--- Exercise goal ---
From the line containing "of the bush" to the last line of the records, reproduce every line exactly and print nothing else.

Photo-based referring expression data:
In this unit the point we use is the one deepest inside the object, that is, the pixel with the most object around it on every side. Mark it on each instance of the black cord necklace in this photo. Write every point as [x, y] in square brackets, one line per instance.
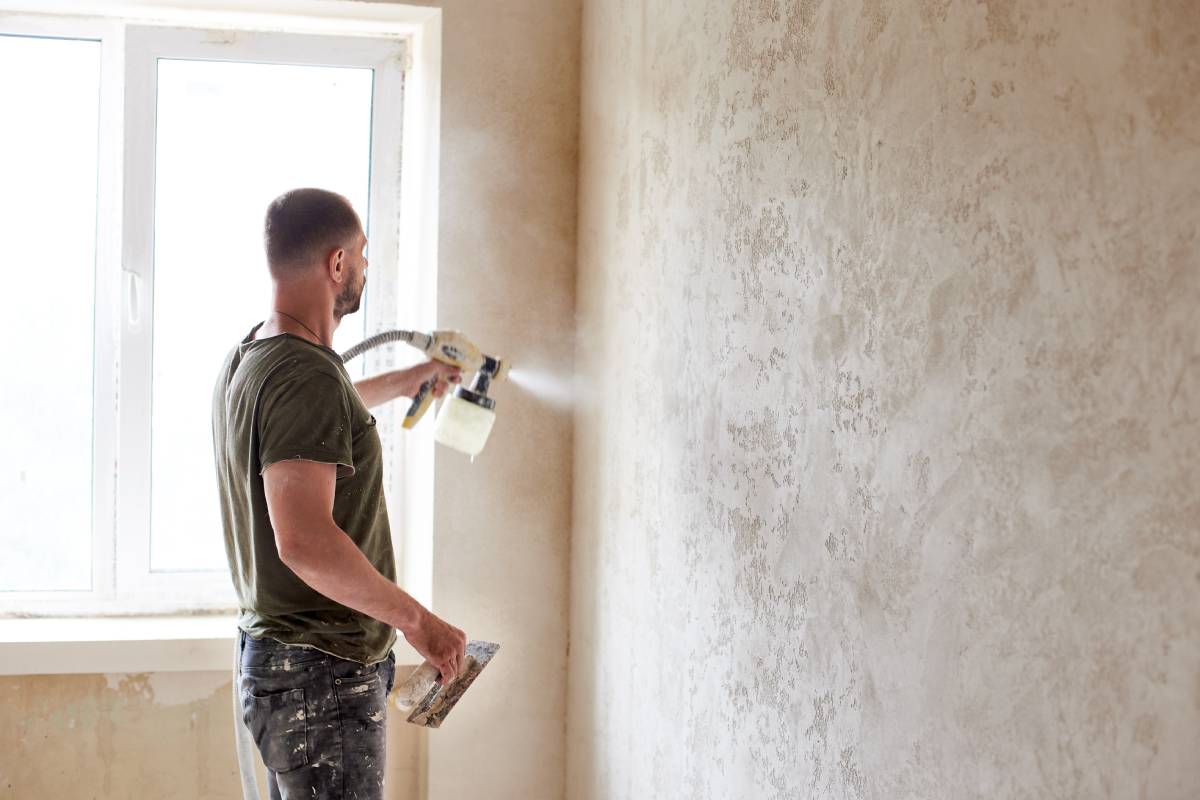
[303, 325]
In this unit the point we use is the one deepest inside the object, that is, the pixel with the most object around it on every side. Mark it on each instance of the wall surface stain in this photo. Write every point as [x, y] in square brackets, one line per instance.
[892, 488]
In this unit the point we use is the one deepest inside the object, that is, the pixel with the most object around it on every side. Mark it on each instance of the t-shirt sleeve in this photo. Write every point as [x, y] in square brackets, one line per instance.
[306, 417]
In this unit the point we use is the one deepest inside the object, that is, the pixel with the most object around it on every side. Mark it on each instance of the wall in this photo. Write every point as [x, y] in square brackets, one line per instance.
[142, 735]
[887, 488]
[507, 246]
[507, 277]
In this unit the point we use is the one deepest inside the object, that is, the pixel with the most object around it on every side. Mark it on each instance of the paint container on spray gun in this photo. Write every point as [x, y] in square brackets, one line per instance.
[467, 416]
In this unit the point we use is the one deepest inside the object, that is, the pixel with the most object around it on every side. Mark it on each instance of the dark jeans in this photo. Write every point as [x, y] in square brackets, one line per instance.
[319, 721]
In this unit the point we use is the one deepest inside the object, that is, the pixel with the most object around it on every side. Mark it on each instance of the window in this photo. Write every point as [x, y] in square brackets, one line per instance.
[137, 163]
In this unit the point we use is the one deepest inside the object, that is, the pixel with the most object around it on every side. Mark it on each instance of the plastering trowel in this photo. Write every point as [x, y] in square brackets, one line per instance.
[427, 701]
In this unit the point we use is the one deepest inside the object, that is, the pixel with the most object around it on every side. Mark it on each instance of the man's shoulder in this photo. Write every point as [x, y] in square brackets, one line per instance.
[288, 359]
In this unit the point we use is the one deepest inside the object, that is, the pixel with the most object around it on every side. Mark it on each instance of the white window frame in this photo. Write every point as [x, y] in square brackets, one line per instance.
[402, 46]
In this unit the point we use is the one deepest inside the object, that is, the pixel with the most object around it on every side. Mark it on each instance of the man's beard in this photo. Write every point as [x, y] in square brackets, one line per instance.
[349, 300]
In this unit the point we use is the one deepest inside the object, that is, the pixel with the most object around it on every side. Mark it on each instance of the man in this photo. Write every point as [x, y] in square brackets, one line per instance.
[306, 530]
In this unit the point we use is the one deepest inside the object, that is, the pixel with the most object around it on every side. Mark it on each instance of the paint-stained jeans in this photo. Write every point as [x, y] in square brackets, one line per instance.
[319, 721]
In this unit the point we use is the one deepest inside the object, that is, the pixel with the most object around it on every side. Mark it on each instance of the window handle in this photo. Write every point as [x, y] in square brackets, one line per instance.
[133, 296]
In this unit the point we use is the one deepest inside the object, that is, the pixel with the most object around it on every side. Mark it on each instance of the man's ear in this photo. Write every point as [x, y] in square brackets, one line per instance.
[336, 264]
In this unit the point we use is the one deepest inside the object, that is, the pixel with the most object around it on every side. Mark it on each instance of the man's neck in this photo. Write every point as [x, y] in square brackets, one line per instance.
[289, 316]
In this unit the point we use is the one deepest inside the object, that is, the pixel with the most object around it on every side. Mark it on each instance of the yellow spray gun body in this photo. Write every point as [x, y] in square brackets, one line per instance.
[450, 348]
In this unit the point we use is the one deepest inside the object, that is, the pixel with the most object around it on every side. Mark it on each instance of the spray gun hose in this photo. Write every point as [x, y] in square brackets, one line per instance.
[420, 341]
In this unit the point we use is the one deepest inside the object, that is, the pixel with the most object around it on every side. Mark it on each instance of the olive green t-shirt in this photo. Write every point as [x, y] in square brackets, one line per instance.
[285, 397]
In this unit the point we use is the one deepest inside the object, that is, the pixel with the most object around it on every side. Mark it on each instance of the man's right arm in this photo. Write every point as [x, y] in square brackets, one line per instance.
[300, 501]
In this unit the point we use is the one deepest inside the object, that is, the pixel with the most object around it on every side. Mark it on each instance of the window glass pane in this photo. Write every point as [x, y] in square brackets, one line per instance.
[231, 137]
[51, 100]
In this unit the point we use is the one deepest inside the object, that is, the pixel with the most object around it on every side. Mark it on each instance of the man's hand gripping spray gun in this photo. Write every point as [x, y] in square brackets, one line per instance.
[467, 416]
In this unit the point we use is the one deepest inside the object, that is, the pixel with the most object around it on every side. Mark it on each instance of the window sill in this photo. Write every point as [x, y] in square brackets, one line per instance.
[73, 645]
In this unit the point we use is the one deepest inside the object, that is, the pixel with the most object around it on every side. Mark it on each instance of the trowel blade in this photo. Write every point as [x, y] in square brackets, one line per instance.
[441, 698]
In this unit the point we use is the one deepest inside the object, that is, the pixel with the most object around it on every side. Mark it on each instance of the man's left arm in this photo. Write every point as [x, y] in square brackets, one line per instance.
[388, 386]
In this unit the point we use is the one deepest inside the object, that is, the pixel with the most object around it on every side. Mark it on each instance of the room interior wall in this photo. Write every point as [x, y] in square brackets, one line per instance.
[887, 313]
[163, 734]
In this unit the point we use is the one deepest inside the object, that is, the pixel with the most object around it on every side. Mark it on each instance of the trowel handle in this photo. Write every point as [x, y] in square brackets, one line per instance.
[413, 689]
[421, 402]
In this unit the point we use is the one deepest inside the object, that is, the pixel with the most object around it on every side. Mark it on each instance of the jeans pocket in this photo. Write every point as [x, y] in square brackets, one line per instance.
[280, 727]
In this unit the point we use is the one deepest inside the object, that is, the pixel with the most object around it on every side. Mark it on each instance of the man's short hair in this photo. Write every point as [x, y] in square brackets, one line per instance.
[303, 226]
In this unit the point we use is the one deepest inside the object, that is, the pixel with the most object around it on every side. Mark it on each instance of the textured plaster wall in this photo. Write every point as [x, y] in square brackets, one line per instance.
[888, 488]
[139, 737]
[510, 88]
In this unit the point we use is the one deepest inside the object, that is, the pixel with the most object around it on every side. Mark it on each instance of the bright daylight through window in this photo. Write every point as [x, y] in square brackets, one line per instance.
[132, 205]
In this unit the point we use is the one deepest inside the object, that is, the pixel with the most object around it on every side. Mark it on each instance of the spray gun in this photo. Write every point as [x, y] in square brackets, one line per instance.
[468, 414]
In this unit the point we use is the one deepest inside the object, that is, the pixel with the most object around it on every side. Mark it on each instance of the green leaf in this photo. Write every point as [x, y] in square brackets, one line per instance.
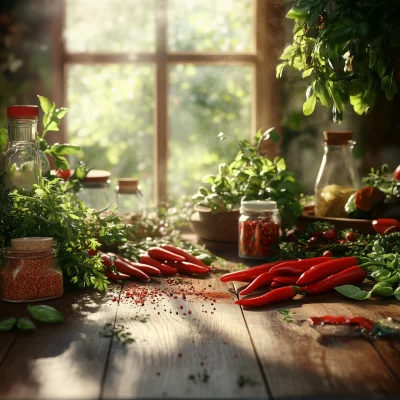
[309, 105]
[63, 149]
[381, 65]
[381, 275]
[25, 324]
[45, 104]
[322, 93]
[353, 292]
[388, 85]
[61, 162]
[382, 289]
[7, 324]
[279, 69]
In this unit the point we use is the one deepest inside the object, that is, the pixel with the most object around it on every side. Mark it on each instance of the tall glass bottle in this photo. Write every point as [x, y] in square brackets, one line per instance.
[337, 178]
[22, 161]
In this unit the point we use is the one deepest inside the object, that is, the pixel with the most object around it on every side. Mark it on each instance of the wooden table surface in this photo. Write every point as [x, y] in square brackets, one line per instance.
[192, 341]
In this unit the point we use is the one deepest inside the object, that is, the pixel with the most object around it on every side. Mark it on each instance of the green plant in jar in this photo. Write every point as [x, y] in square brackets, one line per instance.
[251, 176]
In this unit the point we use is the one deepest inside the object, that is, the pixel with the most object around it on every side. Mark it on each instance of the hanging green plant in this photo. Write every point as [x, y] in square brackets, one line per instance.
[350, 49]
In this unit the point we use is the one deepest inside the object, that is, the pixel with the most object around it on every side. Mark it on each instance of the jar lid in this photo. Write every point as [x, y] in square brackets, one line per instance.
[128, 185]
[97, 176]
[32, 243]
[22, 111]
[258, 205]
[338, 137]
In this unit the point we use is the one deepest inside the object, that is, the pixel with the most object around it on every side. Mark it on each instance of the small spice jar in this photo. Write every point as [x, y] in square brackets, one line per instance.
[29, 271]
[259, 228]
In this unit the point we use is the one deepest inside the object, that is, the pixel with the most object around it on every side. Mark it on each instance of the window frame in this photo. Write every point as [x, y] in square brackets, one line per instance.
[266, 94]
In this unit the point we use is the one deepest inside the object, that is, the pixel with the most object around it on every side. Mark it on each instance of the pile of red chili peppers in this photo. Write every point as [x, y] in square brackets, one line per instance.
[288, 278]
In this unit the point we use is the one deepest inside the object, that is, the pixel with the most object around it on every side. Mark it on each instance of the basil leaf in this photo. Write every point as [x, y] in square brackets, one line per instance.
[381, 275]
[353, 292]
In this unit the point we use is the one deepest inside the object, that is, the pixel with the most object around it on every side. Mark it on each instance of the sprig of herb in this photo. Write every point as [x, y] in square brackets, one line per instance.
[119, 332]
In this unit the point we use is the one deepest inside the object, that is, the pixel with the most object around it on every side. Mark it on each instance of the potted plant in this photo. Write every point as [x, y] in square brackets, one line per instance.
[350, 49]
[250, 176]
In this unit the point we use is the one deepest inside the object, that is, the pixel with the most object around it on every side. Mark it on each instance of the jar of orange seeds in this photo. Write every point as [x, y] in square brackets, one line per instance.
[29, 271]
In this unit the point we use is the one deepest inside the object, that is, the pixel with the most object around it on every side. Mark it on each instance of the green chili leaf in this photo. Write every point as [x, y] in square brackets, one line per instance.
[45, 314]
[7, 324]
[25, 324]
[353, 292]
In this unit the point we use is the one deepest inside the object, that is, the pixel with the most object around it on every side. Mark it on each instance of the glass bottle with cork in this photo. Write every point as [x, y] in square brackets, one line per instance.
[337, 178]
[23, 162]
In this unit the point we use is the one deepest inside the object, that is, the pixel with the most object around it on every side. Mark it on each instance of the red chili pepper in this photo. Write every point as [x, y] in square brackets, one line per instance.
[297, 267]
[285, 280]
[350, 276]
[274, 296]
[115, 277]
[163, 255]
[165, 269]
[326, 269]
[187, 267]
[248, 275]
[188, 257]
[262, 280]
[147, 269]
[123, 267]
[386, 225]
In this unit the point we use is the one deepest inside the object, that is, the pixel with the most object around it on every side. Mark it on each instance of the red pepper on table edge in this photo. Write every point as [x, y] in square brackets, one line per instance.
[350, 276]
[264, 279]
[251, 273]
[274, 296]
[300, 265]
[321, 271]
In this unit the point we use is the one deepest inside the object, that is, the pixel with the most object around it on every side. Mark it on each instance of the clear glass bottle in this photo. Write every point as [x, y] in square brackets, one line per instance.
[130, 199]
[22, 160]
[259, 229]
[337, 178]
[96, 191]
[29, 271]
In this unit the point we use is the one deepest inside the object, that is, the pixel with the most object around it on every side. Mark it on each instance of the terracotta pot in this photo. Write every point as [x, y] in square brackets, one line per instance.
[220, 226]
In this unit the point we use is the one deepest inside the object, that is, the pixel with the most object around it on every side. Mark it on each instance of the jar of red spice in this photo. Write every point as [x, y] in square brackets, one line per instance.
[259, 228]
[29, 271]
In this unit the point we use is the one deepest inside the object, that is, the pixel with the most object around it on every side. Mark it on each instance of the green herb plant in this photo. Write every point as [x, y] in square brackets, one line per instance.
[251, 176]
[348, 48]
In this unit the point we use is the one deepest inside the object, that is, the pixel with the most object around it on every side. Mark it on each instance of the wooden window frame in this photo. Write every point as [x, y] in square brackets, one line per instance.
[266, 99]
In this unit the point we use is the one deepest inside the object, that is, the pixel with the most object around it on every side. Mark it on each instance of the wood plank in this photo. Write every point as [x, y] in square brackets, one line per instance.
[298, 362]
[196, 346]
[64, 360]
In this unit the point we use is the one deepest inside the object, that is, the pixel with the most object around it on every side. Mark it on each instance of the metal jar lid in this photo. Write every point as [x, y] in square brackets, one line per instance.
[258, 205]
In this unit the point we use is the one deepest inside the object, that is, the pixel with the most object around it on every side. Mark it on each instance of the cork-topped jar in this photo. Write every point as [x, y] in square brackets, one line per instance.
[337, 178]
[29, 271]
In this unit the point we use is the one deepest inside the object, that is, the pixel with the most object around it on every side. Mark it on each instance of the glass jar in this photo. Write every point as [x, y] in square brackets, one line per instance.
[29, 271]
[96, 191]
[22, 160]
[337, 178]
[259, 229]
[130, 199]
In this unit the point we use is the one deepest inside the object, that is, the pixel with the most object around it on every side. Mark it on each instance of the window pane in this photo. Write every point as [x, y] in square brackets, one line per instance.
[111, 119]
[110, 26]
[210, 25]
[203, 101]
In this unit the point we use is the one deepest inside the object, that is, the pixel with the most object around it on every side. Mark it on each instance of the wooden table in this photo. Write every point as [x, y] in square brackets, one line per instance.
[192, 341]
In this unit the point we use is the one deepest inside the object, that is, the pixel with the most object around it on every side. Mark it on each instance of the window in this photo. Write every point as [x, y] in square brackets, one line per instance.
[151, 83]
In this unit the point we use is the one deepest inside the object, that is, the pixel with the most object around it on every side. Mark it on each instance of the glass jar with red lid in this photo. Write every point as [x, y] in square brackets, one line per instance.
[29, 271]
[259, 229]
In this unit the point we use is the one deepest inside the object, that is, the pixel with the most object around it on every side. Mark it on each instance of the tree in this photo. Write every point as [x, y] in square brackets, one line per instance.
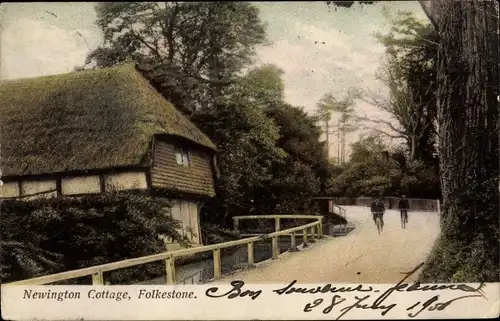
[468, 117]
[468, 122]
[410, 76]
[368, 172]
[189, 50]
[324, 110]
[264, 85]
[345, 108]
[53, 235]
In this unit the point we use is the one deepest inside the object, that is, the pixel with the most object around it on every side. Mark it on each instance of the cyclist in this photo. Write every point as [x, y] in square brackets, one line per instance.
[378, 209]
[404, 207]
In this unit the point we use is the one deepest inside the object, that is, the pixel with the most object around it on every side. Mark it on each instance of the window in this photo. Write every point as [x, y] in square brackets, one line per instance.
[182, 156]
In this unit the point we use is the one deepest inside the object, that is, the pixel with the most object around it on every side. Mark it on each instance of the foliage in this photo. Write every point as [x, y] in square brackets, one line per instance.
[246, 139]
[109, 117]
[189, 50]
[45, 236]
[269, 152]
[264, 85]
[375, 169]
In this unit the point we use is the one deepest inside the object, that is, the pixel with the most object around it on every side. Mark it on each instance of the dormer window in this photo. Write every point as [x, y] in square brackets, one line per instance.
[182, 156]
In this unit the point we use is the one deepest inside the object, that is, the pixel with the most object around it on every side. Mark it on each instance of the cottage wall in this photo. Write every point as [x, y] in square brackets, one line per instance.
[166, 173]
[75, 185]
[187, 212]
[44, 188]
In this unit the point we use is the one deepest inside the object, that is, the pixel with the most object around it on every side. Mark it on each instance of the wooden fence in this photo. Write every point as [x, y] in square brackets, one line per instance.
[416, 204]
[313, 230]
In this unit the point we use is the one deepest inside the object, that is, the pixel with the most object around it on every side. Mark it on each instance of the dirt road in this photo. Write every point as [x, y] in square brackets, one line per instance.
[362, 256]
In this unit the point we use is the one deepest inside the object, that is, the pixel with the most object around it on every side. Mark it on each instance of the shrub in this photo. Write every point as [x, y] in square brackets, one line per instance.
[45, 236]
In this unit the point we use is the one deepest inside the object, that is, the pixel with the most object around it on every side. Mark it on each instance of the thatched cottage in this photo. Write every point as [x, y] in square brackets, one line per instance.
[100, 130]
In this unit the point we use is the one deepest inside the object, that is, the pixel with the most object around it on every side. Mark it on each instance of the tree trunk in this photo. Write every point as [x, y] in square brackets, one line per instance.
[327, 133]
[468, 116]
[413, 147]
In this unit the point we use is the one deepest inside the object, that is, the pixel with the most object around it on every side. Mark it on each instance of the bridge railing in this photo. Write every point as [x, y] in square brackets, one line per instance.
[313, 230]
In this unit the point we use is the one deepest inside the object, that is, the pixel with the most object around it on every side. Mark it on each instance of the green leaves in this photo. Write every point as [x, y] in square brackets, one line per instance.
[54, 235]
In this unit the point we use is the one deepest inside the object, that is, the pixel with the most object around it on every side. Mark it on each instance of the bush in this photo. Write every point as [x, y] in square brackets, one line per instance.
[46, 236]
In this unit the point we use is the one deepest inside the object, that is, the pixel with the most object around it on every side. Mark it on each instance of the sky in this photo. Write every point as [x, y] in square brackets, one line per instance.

--- Result for this task ---
In this unit the point we use is the one deepest inside the object, that is, the pixel with the most object around it on every side. Mark it on each instance of the bush in this photo. Write every point as [x, y] in square brackets, one line per instance.
[46, 236]
In this unit the point we use is the one deepest inside the object, that is, the pixel with the most object around it on every side. Mark it on each instance of the sky in this photo. Write every point as [x, y] in square brackets, one line per instance.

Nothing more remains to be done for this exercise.